Raw data.
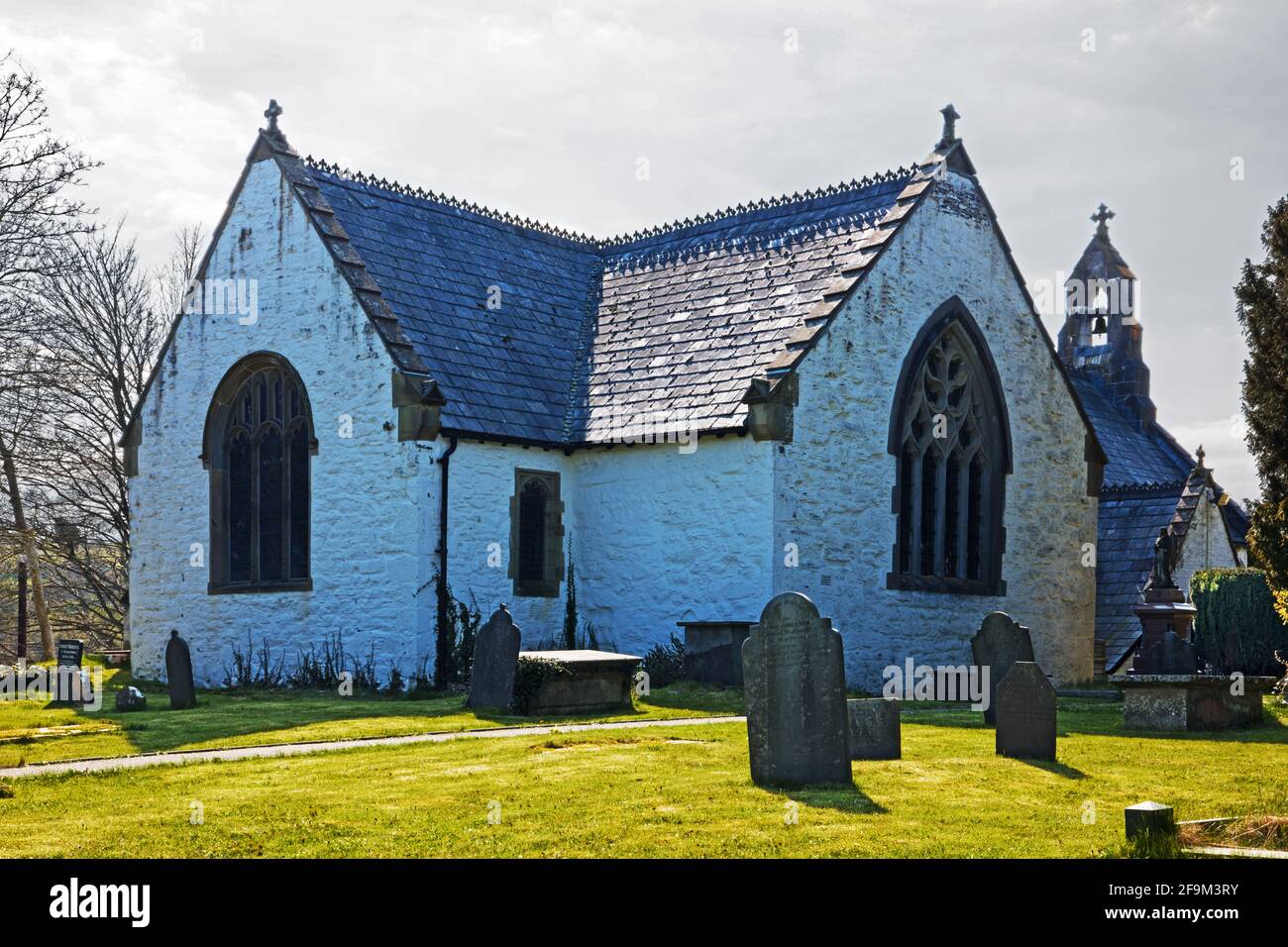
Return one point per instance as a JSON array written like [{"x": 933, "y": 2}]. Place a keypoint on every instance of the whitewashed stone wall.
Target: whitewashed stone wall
[
  {"x": 656, "y": 535},
  {"x": 372, "y": 536},
  {"x": 481, "y": 482},
  {"x": 833, "y": 483},
  {"x": 666, "y": 536}
]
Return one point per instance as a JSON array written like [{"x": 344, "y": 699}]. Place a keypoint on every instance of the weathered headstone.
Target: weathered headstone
[
  {"x": 1025, "y": 714},
  {"x": 875, "y": 732},
  {"x": 67, "y": 681},
  {"x": 794, "y": 681},
  {"x": 69, "y": 652},
  {"x": 1172, "y": 655},
  {"x": 130, "y": 698},
  {"x": 1000, "y": 643},
  {"x": 178, "y": 672},
  {"x": 496, "y": 654},
  {"x": 1149, "y": 818}
]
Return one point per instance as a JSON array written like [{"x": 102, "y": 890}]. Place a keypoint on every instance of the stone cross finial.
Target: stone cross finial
[
  {"x": 270, "y": 114},
  {"x": 949, "y": 121},
  {"x": 1102, "y": 219}
]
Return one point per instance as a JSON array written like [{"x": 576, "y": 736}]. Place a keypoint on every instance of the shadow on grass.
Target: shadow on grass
[
  {"x": 844, "y": 797},
  {"x": 262, "y": 716},
  {"x": 1094, "y": 718},
  {"x": 1055, "y": 767}
]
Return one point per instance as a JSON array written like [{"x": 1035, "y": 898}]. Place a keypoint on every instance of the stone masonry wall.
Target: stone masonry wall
[
  {"x": 656, "y": 535},
  {"x": 370, "y": 509}
]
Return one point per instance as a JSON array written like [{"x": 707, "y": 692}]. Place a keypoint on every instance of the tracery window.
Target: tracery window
[
  {"x": 949, "y": 436},
  {"x": 259, "y": 444}
]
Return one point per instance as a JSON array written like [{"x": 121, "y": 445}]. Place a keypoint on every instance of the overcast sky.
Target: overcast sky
[{"x": 545, "y": 110}]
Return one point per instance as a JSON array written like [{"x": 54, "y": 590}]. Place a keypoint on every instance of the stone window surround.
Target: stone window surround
[
  {"x": 953, "y": 313},
  {"x": 553, "y": 561},
  {"x": 214, "y": 459}
]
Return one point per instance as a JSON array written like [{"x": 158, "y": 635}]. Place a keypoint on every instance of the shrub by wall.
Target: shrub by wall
[{"x": 1236, "y": 628}]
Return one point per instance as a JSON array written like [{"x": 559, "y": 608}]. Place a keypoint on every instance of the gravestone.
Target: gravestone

Exercise objective.
Copy all of the items above word for word, leaving out the pictures.

Output below.
Return one point per instance as a JSON array written like [{"x": 933, "y": 2}]. Place a keypoint on every instance of the whitewashed stone wall.
Target: whitewashed stone wall
[
  {"x": 656, "y": 535},
  {"x": 372, "y": 536},
  {"x": 481, "y": 482},
  {"x": 833, "y": 483},
  {"x": 666, "y": 536}
]
Return one point per instance as a JSON array written like [{"x": 344, "y": 699}]. Place a keypoint on every instance of the weathered headstone.
Target: weathered headstone
[
  {"x": 1025, "y": 714},
  {"x": 875, "y": 732},
  {"x": 67, "y": 681},
  {"x": 794, "y": 681},
  {"x": 69, "y": 652},
  {"x": 1172, "y": 655},
  {"x": 130, "y": 698},
  {"x": 1000, "y": 643},
  {"x": 178, "y": 672},
  {"x": 496, "y": 654},
  {"x": 1149, "y": 818}
]
Return one point per instance as a JSON array written like [{"x": 102, "y": 890}]. Place a keypoint on every instance of the stone cross finial.
Target: stone cross finial
[
  {"x": 270, "y": 114},
  {"x": 949, "y": 121},
  {"x": 1102, "y": 219}
]
Return one point per instance as a JSON array written like [{"x": 576, "y": 736}]. Place a keypoint on every instance of the shadow on grass.
Target: shadow on grass
[
  {"x": 844, "y": 797},
  {"x": 262, "y": 716},
  {"x": 1094, "y": 718},
  {"x": 1055, "y": 767}
]
Return one point per instance as a JSON array written like [{"x": 1035, "y": 898}]. Place a keypoint on every instance of the stone masonry wall.
Target: stone masonry wall
[
  {"x": 656, "y": 535},
  {"x": 370, "y": 509}
]
Return one point per instance as a JSON array written like [{"x": 707, "y": 692}]. Place a keypoint on every instance of the tracery window.
Target: tracery window
[
  {"x": 949, "y": 436},
  {"x": 259, "y": 444}
]
Return one point per instance as a JSON array written like [{"x": 121, "y": 445}]. Place a keypoint on every instance of the overcast sky.
Target: overcast sky
[{"x": 545, "y": 110}]
Return one point per instance as a JSON array written like [{"x": 54, "y": 590}]. Place a keypoint on every instance of the stone window surround.
Target: stone window surround
[
  {"x": 953, "y": 313},
  {"x": 553, "y": 561},
  {"x": 214, "y": 459}
]
Return one point per instance as a JSON array written like [{"x": 158, "y": 635}]. Place a keypoint on every instance of the shrub by wall.
Target: shrub by wall
[{"x": 1236, "y": 628}]
Return one point per instance as a JSON array written like [{"x": 559, "y": 608}]. Place a keypoint on every instance of the gravestone.
Target: gravestone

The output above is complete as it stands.